Set problem:
Could you write out every record below exactly, leaving out any pictures?

Entries provided:
+---+
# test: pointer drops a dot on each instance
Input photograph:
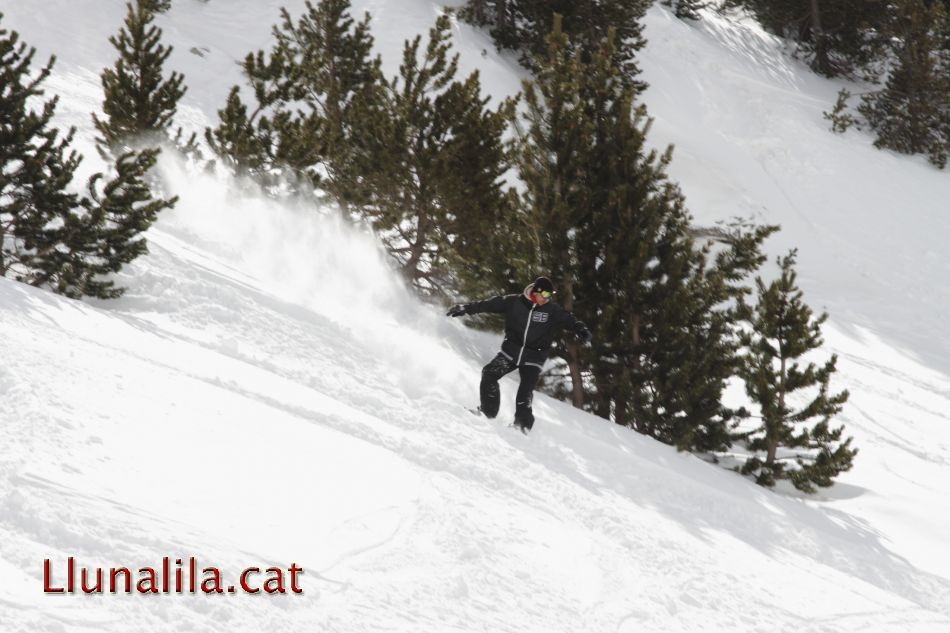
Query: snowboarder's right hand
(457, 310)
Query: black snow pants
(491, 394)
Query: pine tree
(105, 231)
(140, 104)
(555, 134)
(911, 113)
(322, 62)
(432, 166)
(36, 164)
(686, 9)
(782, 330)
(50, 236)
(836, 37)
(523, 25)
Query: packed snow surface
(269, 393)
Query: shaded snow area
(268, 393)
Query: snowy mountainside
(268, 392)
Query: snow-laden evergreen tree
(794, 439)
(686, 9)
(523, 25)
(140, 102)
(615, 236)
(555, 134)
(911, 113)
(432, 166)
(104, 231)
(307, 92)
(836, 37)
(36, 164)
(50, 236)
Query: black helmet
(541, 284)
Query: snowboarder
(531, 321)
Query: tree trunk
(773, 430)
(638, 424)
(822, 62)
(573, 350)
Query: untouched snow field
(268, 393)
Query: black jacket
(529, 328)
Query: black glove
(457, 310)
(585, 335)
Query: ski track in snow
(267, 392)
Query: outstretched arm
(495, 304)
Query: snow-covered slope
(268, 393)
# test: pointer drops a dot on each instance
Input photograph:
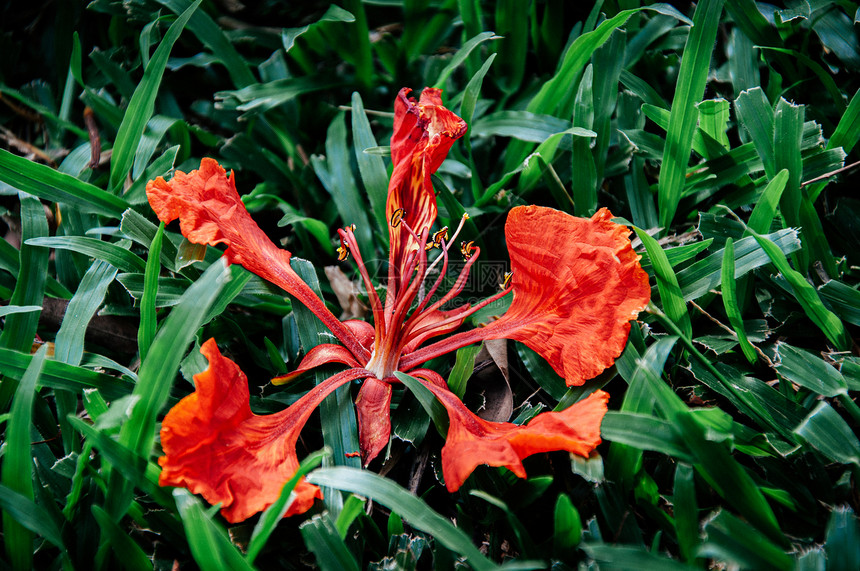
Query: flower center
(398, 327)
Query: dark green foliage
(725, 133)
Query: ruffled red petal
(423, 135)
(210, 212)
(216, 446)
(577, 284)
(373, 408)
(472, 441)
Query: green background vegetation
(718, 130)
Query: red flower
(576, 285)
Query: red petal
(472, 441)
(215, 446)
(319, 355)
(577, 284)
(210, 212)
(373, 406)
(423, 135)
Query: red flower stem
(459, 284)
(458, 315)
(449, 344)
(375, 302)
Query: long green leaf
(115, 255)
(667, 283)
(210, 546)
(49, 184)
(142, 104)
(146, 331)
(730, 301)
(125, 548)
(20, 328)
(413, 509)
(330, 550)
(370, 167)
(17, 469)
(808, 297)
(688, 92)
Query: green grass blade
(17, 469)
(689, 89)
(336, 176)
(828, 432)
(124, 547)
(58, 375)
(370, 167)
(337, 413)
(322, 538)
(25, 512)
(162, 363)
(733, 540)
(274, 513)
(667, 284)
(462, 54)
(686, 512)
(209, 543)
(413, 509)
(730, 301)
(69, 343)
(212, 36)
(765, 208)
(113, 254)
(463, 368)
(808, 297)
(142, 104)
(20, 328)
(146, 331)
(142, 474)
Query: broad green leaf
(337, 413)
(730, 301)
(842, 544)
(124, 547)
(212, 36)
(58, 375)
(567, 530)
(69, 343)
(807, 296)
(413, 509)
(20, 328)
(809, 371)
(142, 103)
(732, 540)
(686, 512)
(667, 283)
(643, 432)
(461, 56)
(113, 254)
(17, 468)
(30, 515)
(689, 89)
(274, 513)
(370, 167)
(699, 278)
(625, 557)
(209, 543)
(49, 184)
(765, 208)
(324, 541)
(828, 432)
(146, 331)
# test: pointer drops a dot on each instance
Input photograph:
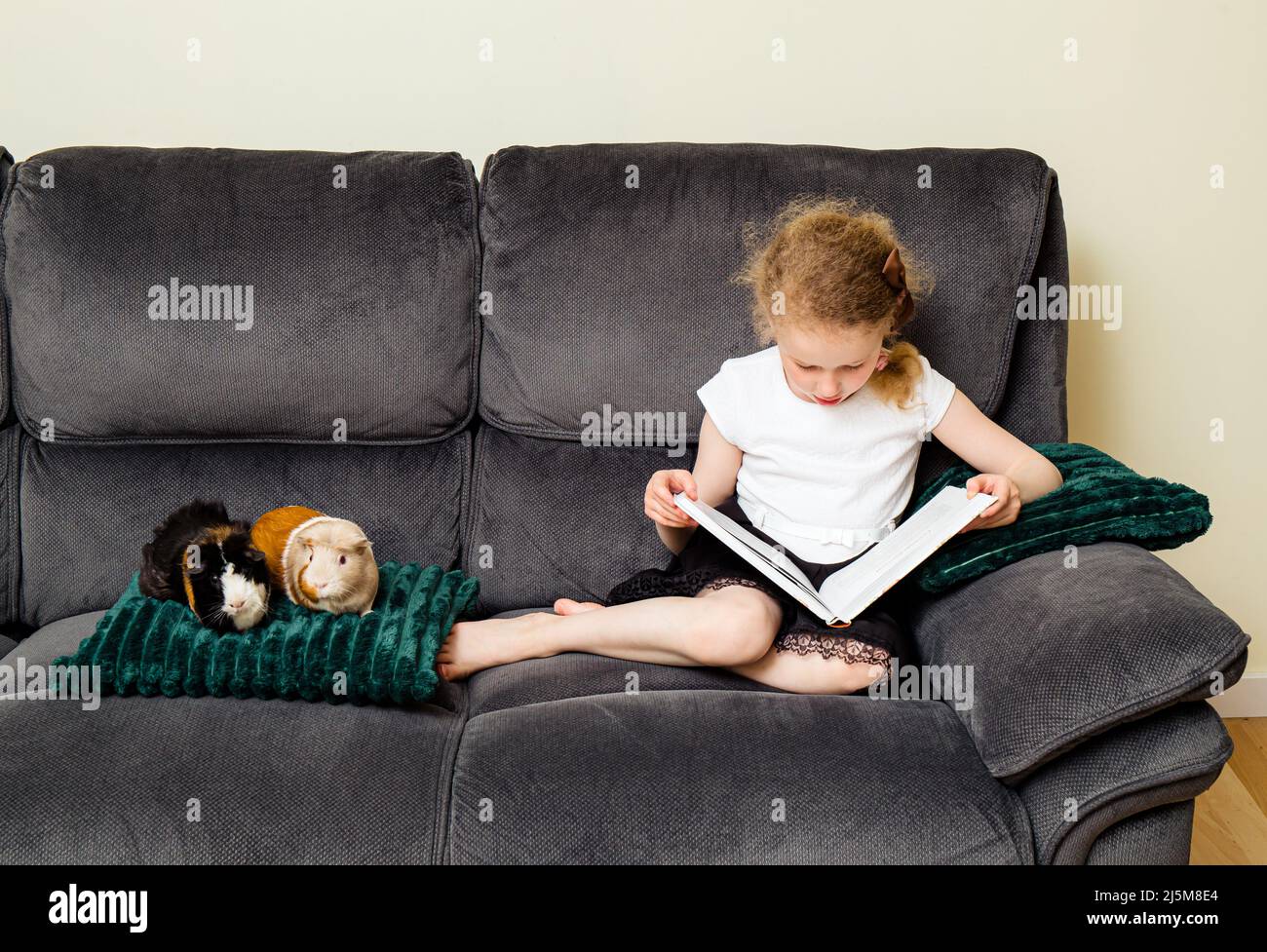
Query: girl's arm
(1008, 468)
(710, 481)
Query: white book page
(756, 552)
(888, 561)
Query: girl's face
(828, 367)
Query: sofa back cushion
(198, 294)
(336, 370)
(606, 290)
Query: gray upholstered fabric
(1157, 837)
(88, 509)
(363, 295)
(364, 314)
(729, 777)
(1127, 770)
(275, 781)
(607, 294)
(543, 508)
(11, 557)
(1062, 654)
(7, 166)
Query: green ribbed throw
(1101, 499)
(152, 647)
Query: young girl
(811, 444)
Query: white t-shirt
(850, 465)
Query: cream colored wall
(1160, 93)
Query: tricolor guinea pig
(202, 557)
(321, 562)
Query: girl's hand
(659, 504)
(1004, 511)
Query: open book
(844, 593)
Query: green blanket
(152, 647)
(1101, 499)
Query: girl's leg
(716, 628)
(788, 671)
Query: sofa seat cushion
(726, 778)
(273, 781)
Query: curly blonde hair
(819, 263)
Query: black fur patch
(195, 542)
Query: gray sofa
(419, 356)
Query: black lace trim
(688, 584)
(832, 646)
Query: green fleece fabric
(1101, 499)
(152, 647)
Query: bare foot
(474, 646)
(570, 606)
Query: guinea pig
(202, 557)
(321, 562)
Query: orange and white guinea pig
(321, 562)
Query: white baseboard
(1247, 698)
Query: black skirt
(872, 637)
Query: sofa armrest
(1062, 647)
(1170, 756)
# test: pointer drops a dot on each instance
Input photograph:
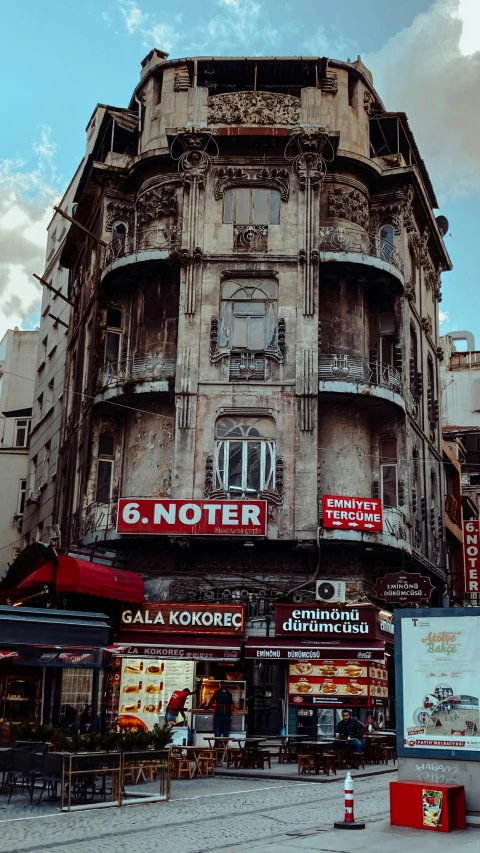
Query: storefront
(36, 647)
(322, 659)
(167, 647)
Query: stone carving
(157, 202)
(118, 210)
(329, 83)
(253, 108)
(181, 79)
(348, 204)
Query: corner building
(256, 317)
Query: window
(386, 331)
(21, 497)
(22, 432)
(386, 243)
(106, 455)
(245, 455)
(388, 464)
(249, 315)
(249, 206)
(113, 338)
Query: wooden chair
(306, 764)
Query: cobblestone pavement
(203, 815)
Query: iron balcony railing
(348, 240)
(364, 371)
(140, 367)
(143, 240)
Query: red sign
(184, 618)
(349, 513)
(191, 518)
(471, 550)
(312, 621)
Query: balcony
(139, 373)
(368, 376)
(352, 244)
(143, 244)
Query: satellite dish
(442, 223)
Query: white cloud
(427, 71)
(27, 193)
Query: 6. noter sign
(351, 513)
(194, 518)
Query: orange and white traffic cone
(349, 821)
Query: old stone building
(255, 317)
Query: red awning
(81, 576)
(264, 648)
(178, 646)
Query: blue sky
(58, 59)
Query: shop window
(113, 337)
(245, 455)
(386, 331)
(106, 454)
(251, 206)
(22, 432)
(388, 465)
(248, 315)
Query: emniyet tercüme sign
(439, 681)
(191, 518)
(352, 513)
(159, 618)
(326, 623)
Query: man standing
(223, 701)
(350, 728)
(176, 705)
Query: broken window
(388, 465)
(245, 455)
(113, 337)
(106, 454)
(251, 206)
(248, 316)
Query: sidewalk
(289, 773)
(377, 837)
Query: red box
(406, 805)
+---+
Completed exercise:
# test: pointer drops a dot on each instance
Input photograph:
Query: snowboarder's right hand
(457, 310)
Query: black snow pants
(491, 394)
Query: pine tree
(105, 231)
(140, 104)
(555, 134)
(911, 113)
(322, 62)
(432, 166)
(36, 164)
(686, 9)
(782, 330)
(50, 236)
(836, 37)
(523, 25)
Query: packed snow surface
(269, 393)
Query: shaded snow area
(268, 393)
Query: snowy mountainside
(268, 392)
Query: snow-laden evergreen tree
(794, 439)
(686, 9)
(523, 25)
(140, 102)
(615, 236)
(555, 134)
(911, 113)
(432, 166)
(104, 231)
(307, 92)
(836, 37)
(36, 164)
(50, 236)
Query: black helmet
(541, 284)
Query: snowboarder
(531, 321)
Query: tree trunk
(773, 430)
(638, 424)
(822, 62)
(573, 350)
Query: untouched snow field
(268, 393)
Query: black jacket
(529, 328)
Query: black glove
(457, 310)
(585, 335)
Query: ski track in snow
(267, 392)
Query: outstretched arm
(495, 304)
Query: snow-covered slope
(268, 393)
# test: pointer drops a dot on each instance
Input photograph:
Query: flower center
(398, 327)
Query: dark green foliage
(725, 133)
Query: ruffled red petal
(423, 135)
(210, 212)
(216, 446)
(577, 284)
(373, 408)
(472, 441)
Query: green background vegetation
(718, 130)
Query: red flower
(576, 285)
Query: red petal
(472, 441)
(215, 446)
(319, 355)
(577, 284)
(210, 212)
(373, 406)
(423, 135)
Query: red flower stem
(459, 284)
(458, 315)
(449, 344)
(375, 302)
Query: long green leaf
(115, 255)
(667, 283)
(210, 546)
(49, 184)
(142, 104)
(146, 331)
(730, 301)
(125, 548)
(20, 328)
(413, 509)
(330, 550)
(370, 167)
(17, 469)
(808, 297)
(688, 92)
Query: green grass blade
(17, 469)
(689, 89)
(336, 176)
(828, 432)
(124, 547)
(58, 375)
(370, 167)
(337, 413)
(322, 538)
(25, 512)
(162, 363)
(733, 540)
(274, 513)
(667, 284)
(462, 54)
(686, 512)
(209, 543)
(413, 509)
(730, 301)
(69, 343)
(212, 36)
(765, 208)
(113, 254)
(463, 368)
(808, 297)
(142, 104)
(20, 328)
(146, 331)
(142, 474)
Query: broad green leaf
(337, 413)
(730, 301)
(842, 544)
(124, 547)
(212, 36)
(58, 375)
(567, 530)
(69, 343)
(807, 296)
(413, 509)
(20, 328)
(809, 371)
(142, 103)
(732, 540)
(686, 512)
(667, 283)
(643, 432)
(461, 56)
(113, 254)
(17, 468)
(30, 515)
(689, 89)
(274, 513)
(370, 167)
(699, 278)
(625, 557)
(209, 543)
(49, 184)
(765, 208)
(324, 541)
(828, 432)
(146, 331)
# test: pointer drops a dot on each instance
Input photograph:
Query: girl's arm
(1008, 468)
(710, 481)
Query: white book page
(756, 552)
(888, 561)
Query: girl's face
(828, 367)
Query: sofa back cushion
(198, 294)
(336, 370)
(606, 290)
Query: gray upholstered fabric
(1157, 837)
(88, 509)
(363, 295)
(364, 314)
(729, 777)
(1127, 770)
(275, 781)
(607, 294)
(543, 508)
(11, 557)
(1062, 654)
(7, 166)
Query: green ribbed throw
(1101, 499)
(152, 647)
Query: young girl
(811, 444)
Query: white t-shirt
(850, 465)
Query: cream colored wall
(1160, 93)
Query: tricolor guinea pig
(202, 557)
(321, 562)
Query: girl's hand
(659, 504)
(1004, 511)
Query: open book
(844, 593)
Query: green blanket
(152, 647)
(1101, 499)
Query: girl's leg
(716, 628)
(788, 671)
Query: sofa seat cushion
(726, 778)
(273, 781)
Query: curly blonde hair
(819, 263)
Query: black fur patch
(195, 542)
Query: gray sofa
(419, 356)
Query: black lace trim
(688, 584)
(832, 646)
Query: green fleece fabric
(1101, 499)
(152, 647)
Query: bare foot
(474, 646)
(570, 606)
Query: guinea pig
(202, 557)
(321, 562)
Query: orange and white guinea pig
(321, 562)
Query: white baseboard
(1247, 698)
Query: black skirt
(872, 637)
Query: sofa armrest
(1062, 647)
(1170, 756)
# test: pointer drops a dot on each instance
Input photograph:
Query: storefront
(36, 647)
(322, 659)
(167, 647)
Query: stone carving
(157, 202)
(118, 210)
(329, 83)
(253, 108)
(181, 79)
(348, 204)
Query: corner building
(256, 317)
Query: window
(386, 331)
(21, 497)
(22, 432)
(386, 243)
(106, 455)
(245, 455)
(388, 464)
(249, 315)
(249, 206)
(113, 338)
Query: wooden chair
(306, 764)
Query: cobblestone pavement
(203, 815)
Query: iron balcony railing
(348, 240)
(364, 371)
(140, 367)
(143, 240)
Query: red sign
(184, 618)
(349, 513)
(191, 518)
(471, 550)
(312, 621)
Query: balcony
(139, 373)
(368, 376)
(352, 244)
(143, 244)
Query: satellite dish
(442, 223)
Query: white cloud
(427, 71)
(27, 193)
Query: 6. noter sign
(351, 513)
(194, 518)
Query: orange and white traffic cone
(349, 821)
Query: old stone building
(255, 317)
Query: red awning
(81, 576)
(264, 648)
(178, 646)
Query: blue sky
(58, 59)
Query: shop window
(113, 337)
(245, 455)
(386, 331)
(106, 454)
(251, 206)
(22, 432)
(388, 465)
(248, 315)
Query: emniyet tercüme sign
(439, 681)
(191, 518)
(352, 513)
(159, 618)
(326, 623)
Query: man standing
(223, 701)
(350, 728)
(176, 705)
Query: broken window
(388, 465)
(245, 455)
(113, 337)
(106, 454)
(251, 206)
(248, 316)
Query: sidewalk
(289, 773)
(377, 837)
Query: red box
(406, 805)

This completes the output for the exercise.